> _ACTIVITY_:
Begin at the top of the records and copy each line exactly. The line containing "positive clicks: (399, 310)" is the last one to include.

• • •

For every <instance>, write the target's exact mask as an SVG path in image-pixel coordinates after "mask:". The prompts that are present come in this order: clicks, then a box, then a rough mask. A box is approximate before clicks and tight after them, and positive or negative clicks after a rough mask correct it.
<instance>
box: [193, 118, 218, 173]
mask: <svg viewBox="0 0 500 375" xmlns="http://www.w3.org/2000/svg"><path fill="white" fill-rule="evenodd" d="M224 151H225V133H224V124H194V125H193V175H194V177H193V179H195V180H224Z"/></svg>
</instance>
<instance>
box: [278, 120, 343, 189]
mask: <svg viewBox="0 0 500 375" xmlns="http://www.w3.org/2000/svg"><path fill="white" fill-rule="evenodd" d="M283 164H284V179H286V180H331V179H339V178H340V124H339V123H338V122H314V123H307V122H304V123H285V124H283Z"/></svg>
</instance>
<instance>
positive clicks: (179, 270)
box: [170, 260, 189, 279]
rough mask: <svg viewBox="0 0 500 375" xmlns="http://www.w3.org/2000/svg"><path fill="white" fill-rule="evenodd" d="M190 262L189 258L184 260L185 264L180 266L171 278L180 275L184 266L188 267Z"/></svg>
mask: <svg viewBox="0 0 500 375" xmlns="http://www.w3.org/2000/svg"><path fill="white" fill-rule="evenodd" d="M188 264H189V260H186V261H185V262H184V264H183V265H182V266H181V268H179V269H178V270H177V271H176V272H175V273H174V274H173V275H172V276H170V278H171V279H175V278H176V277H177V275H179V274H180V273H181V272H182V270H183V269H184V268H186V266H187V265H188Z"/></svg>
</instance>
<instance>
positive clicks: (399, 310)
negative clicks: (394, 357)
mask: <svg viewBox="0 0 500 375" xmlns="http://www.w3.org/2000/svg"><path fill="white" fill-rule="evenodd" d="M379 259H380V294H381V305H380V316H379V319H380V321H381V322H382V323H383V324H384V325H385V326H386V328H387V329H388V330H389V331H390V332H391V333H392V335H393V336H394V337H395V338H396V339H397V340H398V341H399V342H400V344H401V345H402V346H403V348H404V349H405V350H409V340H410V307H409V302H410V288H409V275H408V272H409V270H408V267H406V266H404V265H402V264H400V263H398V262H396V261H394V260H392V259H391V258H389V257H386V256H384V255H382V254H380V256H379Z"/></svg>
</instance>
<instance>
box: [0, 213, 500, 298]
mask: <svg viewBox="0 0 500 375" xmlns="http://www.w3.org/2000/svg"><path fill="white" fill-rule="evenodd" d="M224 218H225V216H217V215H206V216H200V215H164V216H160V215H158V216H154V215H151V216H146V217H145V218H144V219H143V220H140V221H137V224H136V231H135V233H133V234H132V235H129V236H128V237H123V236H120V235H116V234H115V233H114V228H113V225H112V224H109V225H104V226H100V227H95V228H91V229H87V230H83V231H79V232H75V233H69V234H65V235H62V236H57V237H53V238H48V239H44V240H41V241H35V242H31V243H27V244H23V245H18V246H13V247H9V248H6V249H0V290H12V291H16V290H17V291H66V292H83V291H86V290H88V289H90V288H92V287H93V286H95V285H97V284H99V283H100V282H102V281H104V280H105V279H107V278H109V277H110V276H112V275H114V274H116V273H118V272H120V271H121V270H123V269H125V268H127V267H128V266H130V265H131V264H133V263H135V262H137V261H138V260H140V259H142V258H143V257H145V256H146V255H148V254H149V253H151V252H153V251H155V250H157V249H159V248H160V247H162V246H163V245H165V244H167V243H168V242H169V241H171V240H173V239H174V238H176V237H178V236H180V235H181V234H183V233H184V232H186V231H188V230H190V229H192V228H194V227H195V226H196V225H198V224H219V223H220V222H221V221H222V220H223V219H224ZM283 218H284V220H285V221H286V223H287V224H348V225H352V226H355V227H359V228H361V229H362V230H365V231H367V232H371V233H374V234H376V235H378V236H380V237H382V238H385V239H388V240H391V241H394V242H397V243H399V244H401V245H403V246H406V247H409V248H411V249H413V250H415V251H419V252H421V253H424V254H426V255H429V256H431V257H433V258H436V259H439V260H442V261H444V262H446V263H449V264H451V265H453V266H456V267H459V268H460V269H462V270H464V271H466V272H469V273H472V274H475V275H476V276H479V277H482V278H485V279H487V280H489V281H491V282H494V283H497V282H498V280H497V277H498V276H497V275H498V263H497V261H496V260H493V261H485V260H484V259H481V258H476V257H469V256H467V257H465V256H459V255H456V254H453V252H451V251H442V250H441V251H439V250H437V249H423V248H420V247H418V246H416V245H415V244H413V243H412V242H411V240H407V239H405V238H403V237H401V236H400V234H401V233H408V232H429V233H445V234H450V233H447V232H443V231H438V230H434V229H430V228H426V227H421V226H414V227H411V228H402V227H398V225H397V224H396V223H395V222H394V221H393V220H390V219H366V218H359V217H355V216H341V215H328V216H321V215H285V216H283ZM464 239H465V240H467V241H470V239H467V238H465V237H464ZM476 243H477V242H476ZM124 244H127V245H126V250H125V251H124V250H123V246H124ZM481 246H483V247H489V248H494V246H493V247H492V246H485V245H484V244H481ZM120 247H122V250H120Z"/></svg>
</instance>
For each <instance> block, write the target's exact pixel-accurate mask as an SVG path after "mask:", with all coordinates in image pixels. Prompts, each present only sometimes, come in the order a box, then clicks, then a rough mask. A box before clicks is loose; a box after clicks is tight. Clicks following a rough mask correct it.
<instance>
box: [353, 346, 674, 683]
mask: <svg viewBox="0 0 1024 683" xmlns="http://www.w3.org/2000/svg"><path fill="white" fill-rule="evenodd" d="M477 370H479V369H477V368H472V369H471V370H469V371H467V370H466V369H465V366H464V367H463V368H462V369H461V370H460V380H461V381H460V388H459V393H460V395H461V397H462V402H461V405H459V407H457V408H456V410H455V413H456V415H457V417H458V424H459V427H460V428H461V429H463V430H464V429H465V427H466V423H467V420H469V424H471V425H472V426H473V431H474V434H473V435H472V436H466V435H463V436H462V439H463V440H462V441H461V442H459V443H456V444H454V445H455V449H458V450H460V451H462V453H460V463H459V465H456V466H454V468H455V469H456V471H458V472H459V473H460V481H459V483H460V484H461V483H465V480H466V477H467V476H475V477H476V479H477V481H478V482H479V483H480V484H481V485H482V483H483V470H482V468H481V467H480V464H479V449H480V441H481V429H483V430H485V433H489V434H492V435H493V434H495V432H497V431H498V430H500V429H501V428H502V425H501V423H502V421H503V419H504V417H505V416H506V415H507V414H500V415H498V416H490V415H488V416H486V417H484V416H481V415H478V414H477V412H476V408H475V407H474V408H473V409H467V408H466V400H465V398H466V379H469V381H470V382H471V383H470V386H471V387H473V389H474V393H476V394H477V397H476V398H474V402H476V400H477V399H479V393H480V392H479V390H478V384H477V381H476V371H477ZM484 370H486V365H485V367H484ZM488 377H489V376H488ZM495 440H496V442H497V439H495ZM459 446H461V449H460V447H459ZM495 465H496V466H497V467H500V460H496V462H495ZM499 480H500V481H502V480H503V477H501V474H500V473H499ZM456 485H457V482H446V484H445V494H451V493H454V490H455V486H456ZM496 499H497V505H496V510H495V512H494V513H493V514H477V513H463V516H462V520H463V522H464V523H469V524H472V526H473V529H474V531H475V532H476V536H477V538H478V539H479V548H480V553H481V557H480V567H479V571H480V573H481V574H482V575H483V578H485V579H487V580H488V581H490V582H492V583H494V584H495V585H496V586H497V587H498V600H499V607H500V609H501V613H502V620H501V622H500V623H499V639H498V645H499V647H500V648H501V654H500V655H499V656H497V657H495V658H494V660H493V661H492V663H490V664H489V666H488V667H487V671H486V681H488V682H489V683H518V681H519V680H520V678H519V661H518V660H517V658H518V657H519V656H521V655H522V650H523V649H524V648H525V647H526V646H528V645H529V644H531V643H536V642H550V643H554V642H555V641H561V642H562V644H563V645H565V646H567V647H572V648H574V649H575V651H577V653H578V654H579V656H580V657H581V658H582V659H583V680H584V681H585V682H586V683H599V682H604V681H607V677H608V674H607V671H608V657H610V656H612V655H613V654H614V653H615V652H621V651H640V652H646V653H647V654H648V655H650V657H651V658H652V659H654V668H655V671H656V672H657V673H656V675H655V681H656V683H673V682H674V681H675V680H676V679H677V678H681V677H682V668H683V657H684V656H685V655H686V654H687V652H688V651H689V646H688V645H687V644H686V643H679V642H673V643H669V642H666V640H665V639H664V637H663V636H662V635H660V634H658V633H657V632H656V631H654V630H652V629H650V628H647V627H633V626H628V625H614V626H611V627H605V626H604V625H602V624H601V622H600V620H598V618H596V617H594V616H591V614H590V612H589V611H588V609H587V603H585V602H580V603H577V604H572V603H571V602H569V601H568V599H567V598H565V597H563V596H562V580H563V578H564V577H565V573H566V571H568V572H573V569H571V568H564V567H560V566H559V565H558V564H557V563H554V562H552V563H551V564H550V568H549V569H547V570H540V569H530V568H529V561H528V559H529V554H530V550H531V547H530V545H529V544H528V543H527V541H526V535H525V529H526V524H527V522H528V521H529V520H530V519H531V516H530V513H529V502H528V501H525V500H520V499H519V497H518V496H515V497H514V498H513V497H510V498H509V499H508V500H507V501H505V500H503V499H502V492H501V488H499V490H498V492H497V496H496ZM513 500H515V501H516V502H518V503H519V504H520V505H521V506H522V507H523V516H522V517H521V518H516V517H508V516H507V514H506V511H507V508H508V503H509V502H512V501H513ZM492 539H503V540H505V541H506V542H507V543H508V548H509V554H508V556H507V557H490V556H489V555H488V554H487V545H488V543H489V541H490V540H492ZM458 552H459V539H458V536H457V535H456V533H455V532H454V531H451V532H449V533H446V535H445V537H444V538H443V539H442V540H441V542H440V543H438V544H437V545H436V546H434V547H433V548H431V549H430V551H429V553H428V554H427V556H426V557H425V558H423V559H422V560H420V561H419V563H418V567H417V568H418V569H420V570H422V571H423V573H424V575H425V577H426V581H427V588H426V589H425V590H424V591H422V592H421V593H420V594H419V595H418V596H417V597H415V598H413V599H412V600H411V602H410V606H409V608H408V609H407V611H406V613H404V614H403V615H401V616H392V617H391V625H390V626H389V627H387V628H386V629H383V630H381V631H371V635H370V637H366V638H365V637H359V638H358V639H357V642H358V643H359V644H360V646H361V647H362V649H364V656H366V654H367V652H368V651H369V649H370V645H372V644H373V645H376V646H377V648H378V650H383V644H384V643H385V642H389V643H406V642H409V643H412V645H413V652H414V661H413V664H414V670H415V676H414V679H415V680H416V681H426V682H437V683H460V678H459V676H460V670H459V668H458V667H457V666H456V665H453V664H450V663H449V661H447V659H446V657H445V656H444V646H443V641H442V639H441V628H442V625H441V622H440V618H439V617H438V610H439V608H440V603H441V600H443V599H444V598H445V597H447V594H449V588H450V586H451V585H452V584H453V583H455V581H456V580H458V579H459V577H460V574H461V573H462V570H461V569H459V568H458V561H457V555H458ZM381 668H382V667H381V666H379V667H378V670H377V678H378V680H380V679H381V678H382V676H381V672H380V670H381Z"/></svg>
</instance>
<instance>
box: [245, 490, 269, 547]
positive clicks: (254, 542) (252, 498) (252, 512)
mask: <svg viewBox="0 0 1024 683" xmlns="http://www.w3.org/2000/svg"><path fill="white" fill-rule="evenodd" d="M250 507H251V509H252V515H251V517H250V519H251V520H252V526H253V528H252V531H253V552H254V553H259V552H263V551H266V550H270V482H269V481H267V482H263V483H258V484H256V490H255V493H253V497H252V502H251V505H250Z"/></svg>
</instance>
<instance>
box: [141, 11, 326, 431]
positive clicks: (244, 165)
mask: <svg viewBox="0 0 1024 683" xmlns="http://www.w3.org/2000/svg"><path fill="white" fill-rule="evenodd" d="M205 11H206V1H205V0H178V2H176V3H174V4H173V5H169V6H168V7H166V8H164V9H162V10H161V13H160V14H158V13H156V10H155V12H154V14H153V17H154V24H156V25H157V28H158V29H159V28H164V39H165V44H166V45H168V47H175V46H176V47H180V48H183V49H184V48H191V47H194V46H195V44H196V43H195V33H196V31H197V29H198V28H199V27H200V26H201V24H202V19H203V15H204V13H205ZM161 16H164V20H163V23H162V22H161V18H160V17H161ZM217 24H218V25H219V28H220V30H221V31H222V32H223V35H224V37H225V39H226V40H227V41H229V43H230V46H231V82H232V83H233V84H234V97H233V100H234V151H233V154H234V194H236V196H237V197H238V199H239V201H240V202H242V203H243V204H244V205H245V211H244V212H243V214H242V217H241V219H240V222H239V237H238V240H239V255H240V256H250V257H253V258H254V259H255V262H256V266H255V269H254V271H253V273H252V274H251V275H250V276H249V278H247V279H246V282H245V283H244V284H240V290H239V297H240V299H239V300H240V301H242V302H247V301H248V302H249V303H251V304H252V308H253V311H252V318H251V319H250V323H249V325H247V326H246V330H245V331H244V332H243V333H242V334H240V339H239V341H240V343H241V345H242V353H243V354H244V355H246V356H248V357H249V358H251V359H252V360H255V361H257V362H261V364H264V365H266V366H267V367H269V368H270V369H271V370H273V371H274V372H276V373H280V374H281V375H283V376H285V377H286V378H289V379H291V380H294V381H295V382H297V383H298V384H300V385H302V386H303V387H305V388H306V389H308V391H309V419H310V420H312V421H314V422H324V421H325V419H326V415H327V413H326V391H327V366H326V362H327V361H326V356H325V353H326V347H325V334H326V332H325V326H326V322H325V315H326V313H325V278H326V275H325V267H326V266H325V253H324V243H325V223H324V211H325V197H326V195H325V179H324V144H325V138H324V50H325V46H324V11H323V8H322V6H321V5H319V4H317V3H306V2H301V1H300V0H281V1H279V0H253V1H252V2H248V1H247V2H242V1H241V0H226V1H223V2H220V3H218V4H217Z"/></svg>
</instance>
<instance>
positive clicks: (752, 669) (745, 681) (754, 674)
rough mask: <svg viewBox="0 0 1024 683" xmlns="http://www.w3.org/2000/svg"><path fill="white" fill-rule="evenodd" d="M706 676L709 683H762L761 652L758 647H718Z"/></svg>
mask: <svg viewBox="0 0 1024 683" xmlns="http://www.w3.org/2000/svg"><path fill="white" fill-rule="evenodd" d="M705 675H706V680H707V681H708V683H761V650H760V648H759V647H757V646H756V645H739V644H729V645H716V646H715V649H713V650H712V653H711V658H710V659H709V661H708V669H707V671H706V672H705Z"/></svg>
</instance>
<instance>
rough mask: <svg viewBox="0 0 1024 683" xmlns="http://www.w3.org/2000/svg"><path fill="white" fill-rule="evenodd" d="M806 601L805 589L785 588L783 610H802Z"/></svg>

• • •

> _OUTPUT FOR THIS EXERCISE_:
For every <instance>, write the target's exact mask as an SVG path in image-pixel coordinates after "mask:". The prompts that are present come in this order: clicks, then a box, then a rough mask. A box is approximate before clicks and tight after them, and positive or negative clicks after a rough mask correct it.
<instance>
box: [193, 118, 218, 173]
mask: <svg viewBox="0 0 500 375" xmlns="http://www.w3.org/2000/svg"><path fill="white" fill-rule="evenodd" d="M224 151H225V133H224V124H194V125H193V175H194V177H193V179H195V180H224Z"/></svg>
</instance>
<instance>
box: [278, 120, 343, 189]
mask: <svg viewBox="0 0 500 375" xmlns="http://www.w3.org/2000/svg"><path fill="white" fill-rule="evenodd" d="M283 164H284V179H286V180H331V179H339V178H340V124H339V123H338V122H314V123H307V122H304V123H285V124H283Z"/></svg>
</instance>
<instance>
positive clicks: (179, 270)
box: [170, 260, 189, 279]
rough mask: <svg viewBox="0 0 500 375" xmlns="http://www.w3.org/2000/svg"><path fill="white" fill-rule="evenodd" d="M190 262L189 258L184 260L185 264L180 266L171 278L180 275L184 266L188 267Z"/></svg>
mask: <svg viewBox="0 0 500 375" xmlns="http://www.w3.org/2000/svg"><path fill="white" fill-rule="evenodd" d="M188 264H189V260H186V261H185V262H184V264H183V265H182V266H181V268H179V269H178V270H177V271H176V272H175V273H174V274H173V275H172V276H170V278H171V279H175V278H176V277H177V275H179V274H180V273H181V272H182V270H183V269H184V268H186V266H187V265H188Z"/></svg>
</instance>
<instance>
positive clicks: (399, 310)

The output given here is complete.